AIM OF THE TASK: Rewrite the listing below as a numbered list with one entry per line, omitting blank lines. Exclude the pictures from your output.

SOURCE DATA:
— Begin —
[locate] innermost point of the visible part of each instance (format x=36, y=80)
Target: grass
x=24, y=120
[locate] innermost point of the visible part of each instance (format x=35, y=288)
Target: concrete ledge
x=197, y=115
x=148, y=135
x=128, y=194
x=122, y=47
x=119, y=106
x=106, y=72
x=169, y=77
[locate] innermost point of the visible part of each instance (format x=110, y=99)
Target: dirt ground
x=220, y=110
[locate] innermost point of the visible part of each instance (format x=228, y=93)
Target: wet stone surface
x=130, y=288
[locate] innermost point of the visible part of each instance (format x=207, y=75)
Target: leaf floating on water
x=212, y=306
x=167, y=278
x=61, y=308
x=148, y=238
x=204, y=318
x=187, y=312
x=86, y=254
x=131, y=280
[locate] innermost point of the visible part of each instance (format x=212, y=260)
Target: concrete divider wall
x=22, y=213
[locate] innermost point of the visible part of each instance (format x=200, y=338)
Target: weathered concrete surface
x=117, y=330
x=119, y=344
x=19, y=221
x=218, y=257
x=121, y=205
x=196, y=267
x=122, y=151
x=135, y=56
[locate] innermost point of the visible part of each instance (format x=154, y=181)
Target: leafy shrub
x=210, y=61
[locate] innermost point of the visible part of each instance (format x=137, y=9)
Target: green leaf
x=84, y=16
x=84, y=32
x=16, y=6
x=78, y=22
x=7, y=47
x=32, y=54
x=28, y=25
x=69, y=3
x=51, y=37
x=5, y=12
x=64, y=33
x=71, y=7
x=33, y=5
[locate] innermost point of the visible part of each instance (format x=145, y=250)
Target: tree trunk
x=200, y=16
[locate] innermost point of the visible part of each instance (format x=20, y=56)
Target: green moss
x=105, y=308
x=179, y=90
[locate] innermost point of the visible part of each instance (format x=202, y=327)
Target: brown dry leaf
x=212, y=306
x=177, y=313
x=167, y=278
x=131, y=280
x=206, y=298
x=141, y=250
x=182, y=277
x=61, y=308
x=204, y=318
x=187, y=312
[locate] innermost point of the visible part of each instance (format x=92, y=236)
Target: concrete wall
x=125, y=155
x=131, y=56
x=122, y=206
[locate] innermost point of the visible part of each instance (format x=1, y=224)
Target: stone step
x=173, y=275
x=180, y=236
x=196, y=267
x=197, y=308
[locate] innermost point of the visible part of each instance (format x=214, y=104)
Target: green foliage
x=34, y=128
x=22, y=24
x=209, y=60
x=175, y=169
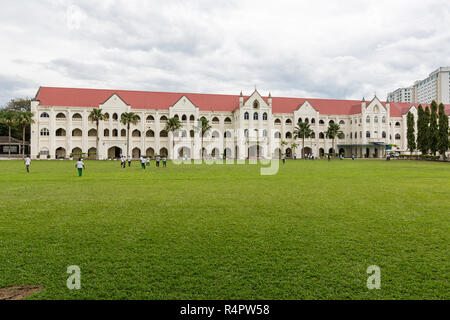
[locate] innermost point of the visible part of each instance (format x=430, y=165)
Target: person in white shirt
x=80, y=166
x=143, y=161
x=28, y=163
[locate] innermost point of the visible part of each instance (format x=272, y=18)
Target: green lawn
x=226, y=232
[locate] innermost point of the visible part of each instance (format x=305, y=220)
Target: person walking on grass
x=28, y=163
x=80, y=166
x=142, y=162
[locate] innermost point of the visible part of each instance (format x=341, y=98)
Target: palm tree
x=302, y=130
x=127, y=118
x=203, y=127
x=333, y=131
x=283, y=144
x=293, y=147
x=24, y=118
x=96, y=116
x=9, y=119
x=172, y=125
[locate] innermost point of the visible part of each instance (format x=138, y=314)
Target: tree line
x=432, y=130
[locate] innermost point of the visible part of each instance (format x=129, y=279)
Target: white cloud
x=331, y=49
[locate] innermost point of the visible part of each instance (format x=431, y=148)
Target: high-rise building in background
x=435, y=87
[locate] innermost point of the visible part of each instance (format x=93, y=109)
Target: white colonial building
x=242, y=126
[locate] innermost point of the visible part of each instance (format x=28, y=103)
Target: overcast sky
x=321, y=49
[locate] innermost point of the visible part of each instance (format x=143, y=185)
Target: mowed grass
x=227, y=232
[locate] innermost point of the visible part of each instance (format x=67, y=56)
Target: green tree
x=173, y=125
x=203, y=127
x=443, y=134
x=96, y=116
x=127, y=119
x=410, y=133
x=9, y=119
x=302, y=130
x=24, y=119
x=433, y=129
x=333, y=131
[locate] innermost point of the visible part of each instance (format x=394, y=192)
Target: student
x=143, y=162
x=28, y=163
x=80, y=166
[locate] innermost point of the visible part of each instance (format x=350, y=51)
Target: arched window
x=77, y=133
x=45, y=132
x=163, y=134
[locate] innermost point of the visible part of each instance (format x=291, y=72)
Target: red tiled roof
x=72, y=97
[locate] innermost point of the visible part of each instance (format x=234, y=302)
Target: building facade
x=435, y=87
x=242, y=126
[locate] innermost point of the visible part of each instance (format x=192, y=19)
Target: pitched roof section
x=72, y=97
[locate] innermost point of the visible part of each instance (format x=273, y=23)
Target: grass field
x=226, y=232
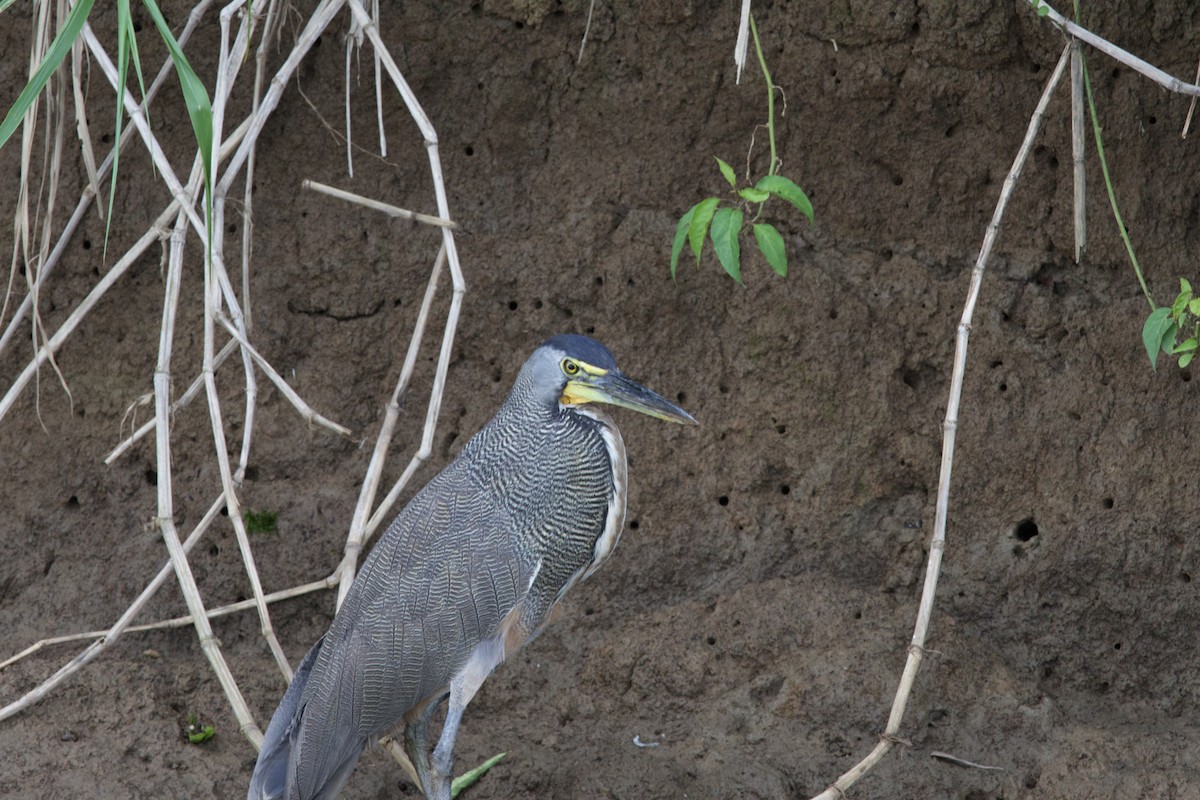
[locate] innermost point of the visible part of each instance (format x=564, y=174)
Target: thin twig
x=1078, y=140
x=377, y=205
x=587, y=29
x=743, y=42
x=109, y=636
x=174, y=621
x=937, y=542
x=361, y=527
x=1192, y=108
x=1162, y=78
x=347, y=570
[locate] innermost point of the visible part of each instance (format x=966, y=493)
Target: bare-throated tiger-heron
x=466, y=575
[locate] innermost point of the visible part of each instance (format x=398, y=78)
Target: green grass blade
x=124, y=34
x=726, y=227
x=59, y=49
x=199, y=108
x=700, y=221
x=771, y=242
x=786, y=190
x=467, y=779
x=681, y=239
x=730, y=175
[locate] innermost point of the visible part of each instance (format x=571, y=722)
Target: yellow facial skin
x=591, y=384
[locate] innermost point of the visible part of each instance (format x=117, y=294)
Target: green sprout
x=1167, y=324
x=197, y=732
x=724, y=226
x=261, y=522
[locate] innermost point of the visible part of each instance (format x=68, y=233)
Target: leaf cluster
x=1167, y=324
x=724, y=226
x=196, y=97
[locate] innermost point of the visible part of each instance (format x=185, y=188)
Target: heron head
x=576, y=370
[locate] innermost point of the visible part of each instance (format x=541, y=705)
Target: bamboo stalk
x=949, y=427
x=347, y=570
x=1078, y=146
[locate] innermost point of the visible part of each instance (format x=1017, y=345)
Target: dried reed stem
x=377, y=205
x=348, y=566
x=109, y=636
x=937, y=542
x=1078, y=145
x=1158, y=76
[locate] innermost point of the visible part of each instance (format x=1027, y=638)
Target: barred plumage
x=468, y=572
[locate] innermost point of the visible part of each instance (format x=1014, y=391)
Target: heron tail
x=270, y=779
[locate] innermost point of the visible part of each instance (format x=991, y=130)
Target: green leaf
x=772, y=246
x=1167, y=344
x=467, y=779
x=726, y=227
x=124, y=34
x=681, y=238
x=786, y=190
x=54, y=55
x=1157, y=324
x=730, y=175
x=699, y=228
x=199, y=108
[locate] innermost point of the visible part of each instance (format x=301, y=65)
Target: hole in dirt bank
x=1025, y=529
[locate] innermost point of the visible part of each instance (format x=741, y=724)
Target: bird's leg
x=417, y=743
x=462, y=690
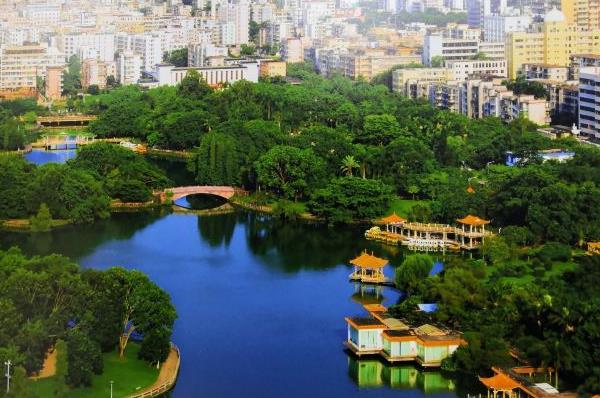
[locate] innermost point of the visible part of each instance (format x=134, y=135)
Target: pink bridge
x=222, y=191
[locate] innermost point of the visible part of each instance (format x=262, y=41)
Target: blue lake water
x=261, y=302
x=41, y=157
— End —
ANSWER TO THE EXERCISE:
1. [locate] innermost point of the visible part of each instance (format x=36, y=80)
2. Target: grass
3. x=24, y=120
4. [locate] innermost point of the visible part of each instance (format x=35, y=288)
5. Target: concrete ledge
6. x=197, y=115
7. x=148, y=135
8. x=128, y=194
9. x=122, y=47
10. x=119, y=106
11. x=106, y=72
12. x=169, y=77
13. [locate] innermost point of the visible part of each instance (format x=110, y=99)
14. Target: dirt ground
15. x=220, y=110
16. [locate] innermost point of the visible part of each instance (format x=228, y=93)
17. Target: wet stone surface
18. x=130, y=288
19. [locate] innermost point of the visible part of each instance (format x=207, y=75)
20. Target: leaf floating on water
21. x=212, y=306
22. x=167, y=278
23. x=61, y=308
24. x=148, y=238
25. x=204, y=318
26. x=187, y=312
27. x=86, y=254
28. x=131, y=280
29. [locate] innermost point of the visible part of each instance (format x=212, y=260)
30. Target: concrete divider wall
31. x=22, y=213
32. [locate] innermost point of the visible part of each instance (format x=200, y=338)
33. Target: weathered concrete surface
34. x=117, y=330
35. x=119, y=344
36. x=19, y=221
37. x=218, y=257
38. x=121, y=205
39. x=196, y=267
40. x=122, y=151
41. x=135, y=56
42. [locate] innermost point of the visible part of each instance (format x=154, y=181)
43. Target: leafy shrub
44. x=210, y=61
45. [locate] innermost point of the visible part of each instance (format x=137, y=9)
46. Target: green leaf
47. x=84, y=16
48. x=84, y=32
49. x=16, y=6
50. x=78, y=22
51. x=7, y=47
52. x=32, y=54
53. x=28, y=25
54. x=69, y=3
55. x=51, y=37
56. x=5, y=12
57. x=64, y=33
58. x=71, y=7
59. x=33, y=5
60. [locate] innermost point of the visible part of each instance (format x=145, y=250)
61. Target: tree trunk
62. x=200, y=16
63. [locate] innermost point of the visible part of each instance (format x=20, y=56)
64. Target: green moss
65. x=105, y=308
66. x=179, y=90
67. [locate] innermost point of the visible part of each instance (format x=202, y=327)
68. Target: brown dry leaf
69. x=212, y=306
70. x=177, y=313
71. x=167, y=278
72. x=131, y=280
73. x=206, y=298
74. x=141, y=250
75. x=182, y=277
76. x=61, y=308
77. x=204, y=318
78. x=187, y=312
79. [locate] innermost point of the visible part of each instance (format x=92, y=236)
80. Target: concrete wall
81. x=125, y=155
82. x=131, y=56
83. x=122, y=206
84. [locate] innermost point of the visible part of each instance (format x=1, y=224)
85. Target: stone step
86. x=173, y=275
87. x=180, y=236
88. x=196, y=267
89. x=197, y=308
90. [locate] innermost point of the visible part of each instance (format x=214, y=104)
91. Target: green foliage
92. x=34, y=128
93. x=22, y=24
94. x=209, y=60
95. x=175, y=169
96. [locate] innermost point of the visible part of each instance (format x=430, y=165)
97. Target: person in white shirt
98. x=80, y=166
99. x=143, y=161
100. x=28, y=163
101. [locate] innermost point of the visible part of each instance (format x=272, y=18)
102. Target: green lawn
103. x=226, y=232
104. [locate] innermost point of the visible part of each instance (format x=305, y=220)
105. Target: person walking on grass
106. x=28, y=163
107. x=80, y=166
108. x=142, y=162
109. [locate] innermost point of the visible part of each instance (format x=341, y=98)
110. Target: palm tree
111. x=302, y=130
112. x=127, y=118
113. x=203, y=127
114. x=333, y=131
115. x=283, y=144
116. x=293, y=147
117. x=24, y=118
118. x=96, y=116
119. x=9, y=119
120. x=172, y=125
121. [locate] innermost point of the visible part of each instance (format x=138, y=314)
122. Target: tree line
123. x=432, y=130
124. [locate] innermost point of the visible part of each instance (format x=129, y=279)
125. Target: white cloud
126. x=331, y=49
127. [locate] innermost point of the visible part of each instance (format x=431, y=148)
128. Target: high-rise building in background
129. x=435, y=87
130. [locate] innermost point of the visible part of each instance (format x=93, y=109)
131. Target: white colonial building
132. x=242, y=126
133. [locate] innermost point of the visible part of each instance (format x=28, y=103)
134. Target: overcast sky
135. x=321, y=49
136. [locate] innermost point of the visible part of each instance (format x=143, y=185)
137. Target: mowed grass
138. x=227, y=232
139. [locate] innermost point of the visible part of each instance (format x=67, y=56)
140. Target: green tree
141. x=173, y=125
142. x=203, y=127
143. x=443, y=134
144. x=96, y=116
145. x=127, y=119
146. x=410, y=133
147. x=9, y=119
148. x=302, y=130
149. x=24, y=119
150. x=433, y=129
151. x=333, y=131
152. [locate] innermost point of the visible part of each instance (format x=394, y=192)
153. Target: student
154. x=143, y=162
155. x=28, y=163
156. x=80, y=166
157. [locate] innermost point of the visible part of each instance (format x=350, y=51)
158. Target: arched window
159. x=77, y=133
160. x=45, y=132
161. x=163, y=134
162. [locate] innermost point of the visible part of each instance (format x=291, y=72)
163. Target: red tiled roof
164. x=72, y=97
165. [locate] innermost point of the visible part of each instance (format x=234, y=302)
166. Target: building facade
167. x=435, y=87
168. x=242, y=126
169. [locate] innermost point of the visible part of each instance (format x=192, y=19)
170. Target: pitched roof section
171. x=72, y=97
172. [locate] innermost point of the visible part of each instance (format x=273, y=23)
173. Target: grass field
174. x=226, y=232
175. [locate] innermost point of the visible part of each instance (format x=564, y=174)
176. Target: thin twig
177. x=1078, y=140
178. x=377, y=205
179. x=587, y=29
180. x=743, y=42
181. x=109, y=636
182. x=174, y=621
183. x=937, y=542
184. x=361, y=527
185. x=1192, y=108
186. x=1162, y=78
187. x=347, y=570
188. [locate] innermost point of the visible part of each instance (format x=966, y=493)
189. Target: bare-throated tiger-heron
190. x=466, y=575
191. [locate] innermost point of the visible part of each instance (format x=398, y=78)
192. Target: green grass blade
193. x=124, y=34
194. x=726, y=227
195. x=59, y=49
196. x=199, y=108
197. x=700, y=221
198. x=771, y=242
199. x=786, y=190
200. x=467, y=779
201. x=681, y=239
202. x=730, y=175
203. [locate] innermost point of the visible part of each instance (format x=571, y=722)
204. Target: yellow facial skin
205. x=591, y=384
206. [locate] innermost point of the visible part of each instance (format x=117, y=294)
207. Target: green sprout
208. x=1167, y=324
209. x=197, y=732
210. x=724, y=226
211. x=261, y=522
212. [locate] innermost point of the visible part of each instance (format x=68, y=233)
213. Target: leaf cluster
214. x=1167, y=324
215. x=724, y=226
216. x=196, y=97
217. [locate] innermost point of the visible part of each instance (format x=185, y=188)
218. Target: heron head
219. x=576, y=370
220. [locate] innermost point of the visible part of each instance (format x=541, y=705)
221. Target: bamboo stalk
222. x=949, y=427
223. x=347, y=570
224. x=1078, y=146
225. [locate] innermost point of the visible part of each instance (format x=1017, y=345)
226. Target: dried reed stem
227. x=377, y=205
228. x=348, y=566
229. x=109, y=636
230. x=937, y=542
231. x=1078, y=145
232. x=1158, y=76
233. [locate] innermost point of the visible part of each instance (format x=1027, y=638)
234. Target: barred plumage
235. x=468, y=572
236. [locate] innermost point of the visible part of each instance (format x=1014, y=391)
237. Target: heron tail
238. x=270, y=779
239. [locate] innermost point of the visible part of each instance (format x=991, y=130)
240. Target: green leaf
241. x=772, y=246
242. x=1167, y=344
243. x=467, y=779
244. x=726, y=227
245. x=124, y=34
246. x=681, y=238
247. x=786, y=190
248. x=54, y=55
249. x=1157, y=324
250. x=730, y=175
251. x=699, y=228
252. x=199, y=108
253. [locate] innermost point of the visible part of each instance (format x=301, y=65)
254. Target: hole in dirt bank
255. x=1025, y=529
256. [locate] innermost point of the visible part of each instance (format x=741, y=724)
257. Target: bird's leg
258. x=417, y=743
259. x=462, y=690
260. [locate] innermost point of the visible part of each instance (format x=134, y=135)
261. Target: pink bridge
262. x=222, y=191
263. [locate] innermost point of the visible part of each instance (format x=262, y=41)
264. Target: blue lake water
265. x=261, y=302
266. x=41, y=157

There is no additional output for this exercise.